* [TAREFAS A CUMPRIR]
• 1. No texto sobre a cultura do estresse em Cingapura, por que se diz que esses instintos foram mais aprendidos do que qualquer outra coisa? Responda em até três frases.
• 2. No texto sobre a cultura do estresse em Cingapura, reescreva o trecho que começa em "Como cingapurense, cresci" e termina em "práticos para concluir.". Substitua "Cingapura" por "Singapura".

* [TEXTO PARA LEITURA]
--------------------------------------------------

Como cingapurense, cresci imerso em uma cultura nacional definida pelo estresse.

Esses instintos foram inegavelmente mais aprendidos do que qualquer outra coisa — meu pai, original da Malásia, e minha mãe, nascida na Coreia do Sul, mudaram dos Estados Unidos para Cingapura na década de 1990. Muito de como eu cresci foi moldado pela intensidade da cultura acadêmica de Cingapura, que transita entre cargas pesadas de exames, aulas de acompanhamento escolar depois do horário das aulas e pilhas de trabalhos práticos para concluir.

Diferentes fases da minha vida viriam a espelhar esse ritmo: viver dias agitados no ensino médio, entre escrever longas redações e servir na igreja, equilibrar responsabilidades durante o serviço militar, ao mesmo tempo em que liderava um pequeno grupo e tentava manter a leitura em dia, administrar o frenesi da minha vida na graduação e as subsequentes incumbências como estudante de pós-graduação e, mesmo agora, quando vivo tentando tocar adiante diferentes compromissos com ministério, redação criativa, edição, amigos e família em meio a um emprego de tempo integral.

--------------------------------------------------

* [REGISTROS DE DADOS]

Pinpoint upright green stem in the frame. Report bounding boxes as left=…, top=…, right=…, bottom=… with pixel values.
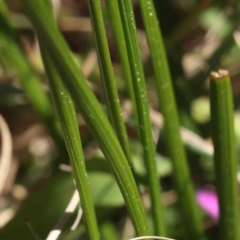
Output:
left=115, top=0, right=165, bottom=235
left=22, top=0, right=149, bottom=236
left=106, top=0, right=137, bottom=118
left=40, top=41, right=100, bottom=240
left=88, top=0, right=132, bottom=166
left=140, top=0, right=203, bottom=240
left=211, top=70, right=240, bottom=240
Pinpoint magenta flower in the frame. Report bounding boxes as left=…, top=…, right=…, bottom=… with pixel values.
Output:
left=196, top=189, right=219, bottom=220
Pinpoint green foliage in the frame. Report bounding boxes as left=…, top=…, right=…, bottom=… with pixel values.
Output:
left=0, top=0, right=240, bottom=240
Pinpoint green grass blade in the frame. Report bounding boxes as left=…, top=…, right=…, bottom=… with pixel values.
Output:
left=106, top=0, right=137, bottom=118
left=88, top=0, right=132, bottom=166
left=211, top=70, right=240, bottom=240
left=22, top=0, right=149, bottom=236
left=140, top=0, right=203, bottom=239
left=40, top=43, right=100, bottom=240
left=0, top=1, right=63, bottom=147
left=114, top=0, right=165, bottom=235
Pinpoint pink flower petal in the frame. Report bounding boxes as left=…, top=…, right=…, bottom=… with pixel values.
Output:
left=196, top=189, right=219, bottom=220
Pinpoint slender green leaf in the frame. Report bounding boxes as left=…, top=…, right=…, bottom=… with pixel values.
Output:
left=115, top=0, right=165, bottom=235
left=211, top=70, right=240, bottom=240
left=88, top=0, right=132, bottom=166
left=22, top=0, right=149, bottom=236
left=140, top=0, right=203, bottom=239
left=106, top=0, right=137, bottom=118
left=40, top=44, right=100, bottom=240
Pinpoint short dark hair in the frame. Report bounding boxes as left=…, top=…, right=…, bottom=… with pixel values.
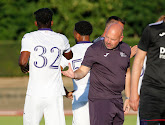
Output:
left=106, top=16, right=125, bottom=25
left=34, top=8, right=53, bottom=25
left=75, top=21, right=93, bottom=35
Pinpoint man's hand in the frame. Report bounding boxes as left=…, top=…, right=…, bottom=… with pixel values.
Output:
left=65, top=90, right=74, bottom=100
left=123, top=99, right=130, bottom=114
left=61, top=63, right=75, bottom=79
left=130, top=45, right=137, bottom=59
left=21, top=64, right=29, bottom=74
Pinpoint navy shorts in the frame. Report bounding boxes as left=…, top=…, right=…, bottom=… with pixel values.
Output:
left=139, top=86, right=165, bottom=125
left=89, top=98, right=124, bottom=125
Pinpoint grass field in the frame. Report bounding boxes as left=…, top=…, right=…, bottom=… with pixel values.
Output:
left=0, top=115, right=136, bottom=125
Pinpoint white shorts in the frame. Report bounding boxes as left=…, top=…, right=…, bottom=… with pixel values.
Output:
left=23, top=95, right=65, bottom=125
left=72, top=102, right=90, bottom=125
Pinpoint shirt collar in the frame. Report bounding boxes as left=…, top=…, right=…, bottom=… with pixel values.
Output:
left=77, top=41, right=91, bottom=44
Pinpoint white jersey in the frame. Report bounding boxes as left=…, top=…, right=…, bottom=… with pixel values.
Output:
left=61, top=41, right=92, bottom=103
left=21, top=29, right=70, bottom=97
left=138, top=56, right=147, bottom=95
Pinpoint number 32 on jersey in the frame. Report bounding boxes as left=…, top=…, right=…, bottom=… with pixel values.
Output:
left=34, top=45, right=61, bottom=69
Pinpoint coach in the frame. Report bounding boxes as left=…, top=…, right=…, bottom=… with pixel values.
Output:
left=62, top=23, right=131, bottom=125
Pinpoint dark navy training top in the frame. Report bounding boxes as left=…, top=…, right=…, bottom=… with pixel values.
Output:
left=82, top=40, right=131, bottom=99
left=138, top=21, right=165, bottom=91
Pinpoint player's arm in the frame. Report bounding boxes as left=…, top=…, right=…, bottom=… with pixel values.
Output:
left=130, top=45, right=138, bottom=59
left=19, top=51, right=30, bottom=73
left=62, top=63, right=90, bottom=79
left=123, top=67, right=131, bottom=114
left=130, top=48, right=147, bottom=111
left=63, top=50, right=73, bottom=59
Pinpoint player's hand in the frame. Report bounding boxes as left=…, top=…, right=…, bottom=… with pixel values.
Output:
left=129, top=94, right=139, bottom=111
left=61, top=63, right=75, bottom=79
left=66, top=91, right=74, bottom=100
left=130, top=45, right=138, bottom=58
left=21, top=64, right=29, bottom=74
left=123, top=99, right=130, bottom=114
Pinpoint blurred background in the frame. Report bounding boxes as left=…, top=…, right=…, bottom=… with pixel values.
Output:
left=0, top=0, right=165, bottom=116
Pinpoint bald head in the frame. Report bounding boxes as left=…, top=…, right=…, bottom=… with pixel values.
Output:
left=104, top=23, right=123, bottom=49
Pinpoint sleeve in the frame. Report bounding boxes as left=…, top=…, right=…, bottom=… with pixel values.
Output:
left=81, top=46, right=96, bottom=68
left=61, top=34, right=70, bottom=53
left=138, top=26, right=150, bottom=51
left=21, top=34, right=32, bottom=52
left=60, top=56, right=69, bottom=69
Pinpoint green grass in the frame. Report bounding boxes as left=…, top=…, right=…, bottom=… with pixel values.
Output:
left=0, top=115, right=136, bottom=125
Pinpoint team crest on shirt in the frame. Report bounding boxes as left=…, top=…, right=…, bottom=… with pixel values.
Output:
left=104, top=53, right=109, bottom=57
left=120, top=52, right=127, bottom=57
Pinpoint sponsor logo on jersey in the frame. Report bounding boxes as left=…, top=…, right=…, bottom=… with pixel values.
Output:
left=120, top=52, right=127, bottom=57
left=104, top=53, right=109, bottom=57
left=159, top=32, right=165, bottom=37
left=159, top=47, right=165, bottom=59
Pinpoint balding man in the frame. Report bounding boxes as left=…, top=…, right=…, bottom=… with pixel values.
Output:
left=62, top=23, right=131, bottom=125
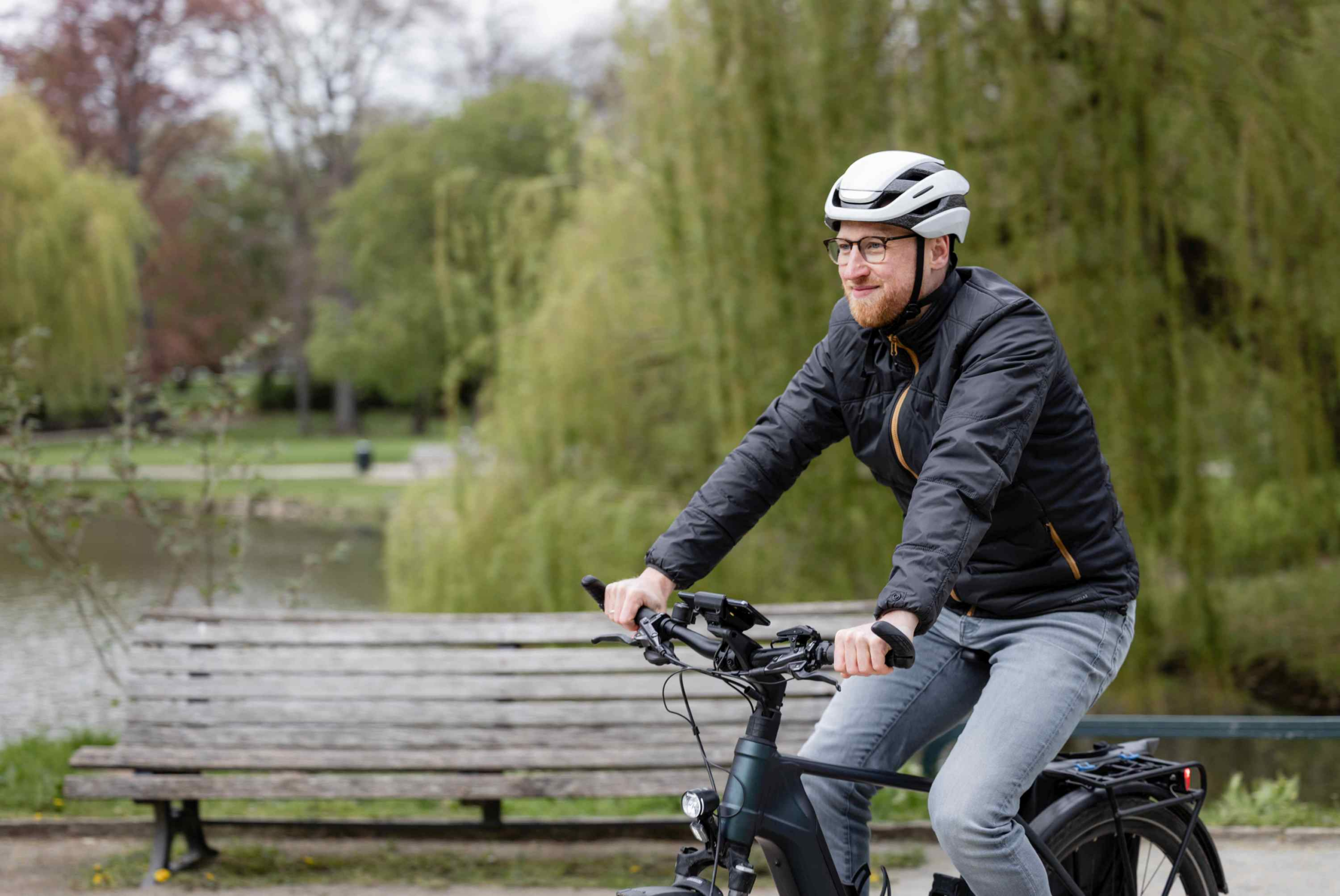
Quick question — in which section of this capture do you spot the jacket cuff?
[642,551,693,591]
[875,587,938,635]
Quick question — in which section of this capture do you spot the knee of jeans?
[801,774,878,822]
[928,774,1012,857]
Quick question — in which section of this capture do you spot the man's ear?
[926,236,950,271]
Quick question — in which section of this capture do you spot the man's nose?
[838,247,869,280]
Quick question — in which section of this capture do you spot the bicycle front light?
[679,788,721,820]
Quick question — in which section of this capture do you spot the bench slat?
[132,612,873,645]
[141,600,875,624]
[126,669,833,696]
[64,769,723,800]
[130,644,665,676]
[120,712,813,750]
[70,738,804,771]
[130,697,828,727]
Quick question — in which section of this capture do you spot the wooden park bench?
[64,601,869,881]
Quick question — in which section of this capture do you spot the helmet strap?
[891,233,926,328]
[907,233,926,313]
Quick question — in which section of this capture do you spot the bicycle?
[582,576,1229,896]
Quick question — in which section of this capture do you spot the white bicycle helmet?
[824,150,970,331]
[824,150,970,242]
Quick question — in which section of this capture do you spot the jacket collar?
[879,258,964,356]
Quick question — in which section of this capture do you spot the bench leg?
[461,800,502,825]
[139,800,218,887]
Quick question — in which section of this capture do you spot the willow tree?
[307,81,576,421]
[0,93,151,412]
[392,0,1340,645]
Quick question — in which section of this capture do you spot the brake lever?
[591,635,641,647]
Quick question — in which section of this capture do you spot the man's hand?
[831,608,917,678]
[605,566,674,632]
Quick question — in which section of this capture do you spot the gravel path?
[0,832,1340,896]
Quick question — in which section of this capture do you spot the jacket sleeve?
[646,338,847,588]
[875,301,1062,635]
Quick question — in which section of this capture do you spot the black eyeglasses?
[824,233,917,264]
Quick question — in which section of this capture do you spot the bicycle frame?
[694,704,1086,896]
[582,576,1227,896]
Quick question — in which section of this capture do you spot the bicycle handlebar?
[582,576,917,668]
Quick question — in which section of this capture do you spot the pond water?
[0,520,1340,807]
[0,509,386,742]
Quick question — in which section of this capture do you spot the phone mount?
[670,591,772,637]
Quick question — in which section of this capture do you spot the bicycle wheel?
[1038,796,1216,896]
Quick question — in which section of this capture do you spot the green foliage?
[0,731,117,814]
[307,81,575,412]
[388,0,1340,680]
[1203,771,1340,827]
[0,93,151,412]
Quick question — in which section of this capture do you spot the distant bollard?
[354,439,373,473]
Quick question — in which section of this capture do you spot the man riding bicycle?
[605,151,1139,896]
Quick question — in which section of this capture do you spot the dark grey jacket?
[646,268,1139,633]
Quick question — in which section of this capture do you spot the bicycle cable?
[661,660,757,892]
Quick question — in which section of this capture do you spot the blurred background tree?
[0,0,259,374]
[307,81,576,431]
[0,93,153,415]
[388,0,1340,682]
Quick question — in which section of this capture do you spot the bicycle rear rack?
[1043,753,1208,896]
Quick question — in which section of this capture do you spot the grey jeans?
[800,601,1135,896]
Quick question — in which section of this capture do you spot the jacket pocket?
[1046,522,1080,581]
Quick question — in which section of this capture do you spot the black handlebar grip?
[582,576,655,623]
[582,576,605,609]
[819,642,911,668]
[869,619,917,668]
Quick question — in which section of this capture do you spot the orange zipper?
[888,336,921,479]
[1046,522,1080,580]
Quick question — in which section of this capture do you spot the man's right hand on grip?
[582,566,674,632]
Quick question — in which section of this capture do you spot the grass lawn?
[26,411,454,465]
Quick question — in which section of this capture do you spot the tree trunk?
[414,390,433,435]
[335,376,358,434]
[294,345,312,435]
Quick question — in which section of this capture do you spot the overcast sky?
[0,0,638,135]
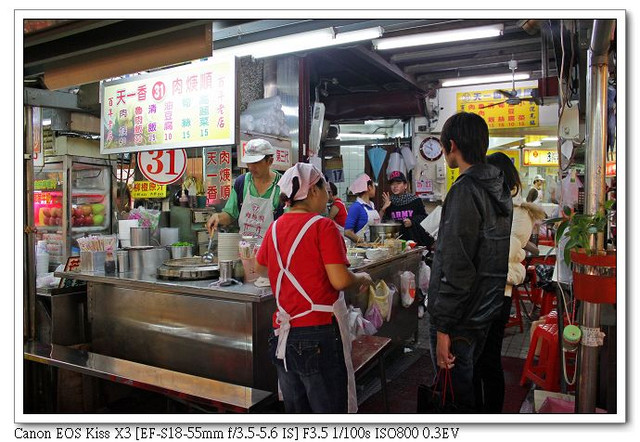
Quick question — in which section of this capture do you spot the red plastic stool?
[520,324,560,392]
[505,286,524,333]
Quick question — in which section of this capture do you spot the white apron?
[356,197,380,242]
[271,215,358,413]
[238,174,280,238]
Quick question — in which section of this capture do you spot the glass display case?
[33,155,113,270]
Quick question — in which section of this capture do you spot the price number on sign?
[138,149,187,184]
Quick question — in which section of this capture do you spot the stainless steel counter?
[56,249,422,392]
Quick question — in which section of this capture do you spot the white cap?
[349,173,371,195]
[242,138,276,164]
[278,163,322,201]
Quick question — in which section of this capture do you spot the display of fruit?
[91,203,104,215]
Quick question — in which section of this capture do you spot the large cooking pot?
[369,222,402,242]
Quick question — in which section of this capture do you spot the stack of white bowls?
[218,232,241,262]
[118,219,138,247]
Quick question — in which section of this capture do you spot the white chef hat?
[278,163,322,201]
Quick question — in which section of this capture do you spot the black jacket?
[427,164,513,333]
[384,194,433,247]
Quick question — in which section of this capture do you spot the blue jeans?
[269,324,347,413]
[429,318,489,411]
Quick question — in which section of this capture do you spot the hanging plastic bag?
[367,279,393,321]
[349,305,378,341]
[364,304,383,331]
[420,206,442,239]
[387,152,407,179]
[418,261,431,294]
[400,271,416,308]
[400,146,416,171]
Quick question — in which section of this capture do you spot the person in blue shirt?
[344,173,380,244]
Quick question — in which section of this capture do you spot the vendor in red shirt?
[256,163,371,413]
[329,183,347,233]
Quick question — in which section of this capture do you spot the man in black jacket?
[427,112,513,411]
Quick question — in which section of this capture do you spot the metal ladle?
[202,229,216,263]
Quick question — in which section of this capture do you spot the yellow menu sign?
[456,87,539,129]
[445,150,520,192]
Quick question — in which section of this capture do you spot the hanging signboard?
[131,181,167,199]
[238,138,297,170]
[137,149,187,185]
[522,147,560,167]
[100,57,236,154]
[605,161,616,177]
[204,146,231,206]
[456,87,539,129]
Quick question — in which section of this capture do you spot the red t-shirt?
[256,213,349,328]
[333,198,347,227]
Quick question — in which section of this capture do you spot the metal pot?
[369,223,402,241]
[167,246,193,259]
[129,247,169,272]
[131,227,151,247]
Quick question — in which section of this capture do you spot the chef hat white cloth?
[278,163,322,201]
[349,173,371,195]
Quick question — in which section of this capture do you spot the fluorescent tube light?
[373,24,504,51]
[441,72,531,87]
[339,133,387,140]
[213,26,382,58]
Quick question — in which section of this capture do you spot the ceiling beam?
[389,37,540,64]
[404,51,540,74]
[44,22,212,90]
[416,63,556,84]
[351,45,425,92]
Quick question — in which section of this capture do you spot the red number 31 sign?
[138,149,187,184]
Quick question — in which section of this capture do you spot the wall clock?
[420,137,442,161]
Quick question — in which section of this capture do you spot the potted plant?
[546,200,616,303]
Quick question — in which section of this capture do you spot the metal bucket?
[131,227,151,247]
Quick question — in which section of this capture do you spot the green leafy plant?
[545,200,615,264]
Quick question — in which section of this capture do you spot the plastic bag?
[348,305,382,341]
[420,206,442,239]
[364,304,383,331]
[367,279,395,322]
[400,271,416,307]
[418,261,431,293]
[387,152,407,179]
[400,146,416,170]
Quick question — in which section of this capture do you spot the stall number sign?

--------------------------------------------------

* [RESPOSTAS POR TAREFA]
• 1. Os pais vieram de fora: o pai era da Malásia e a mãe nasceu na Coreia do Sul. Eles se mudaram dos Estados Unidos para Cingapura na década de 1990. Grande parte da criação foi moldada pela intensa cultura acadêmica de Cingapura, com cargas pesadas de exames, aulas de acompanhamento escolar depois do horário e pilhas de trabalhos práticos.

• 2.
Como cingapurense, cresci imerso em uma cultura nacional definida pelo estresse.

Esses instintos foram inegavelmente mais aprendidos do que qualquer outra coisa — meu pai, original da Malásia, e minha mãe, nascida na Coreia do Sul, mudaram dos Estados Unidos para Singapura na década de 1990. Muito de como eu cresci foi moldado pela intensidade da cultura acadêmica de Singapura, que transita entre cargas pesadas de exames, aulas de acompanhamento escolar depois do horário das aulas e pilhas de trabalhos práticos para concluir.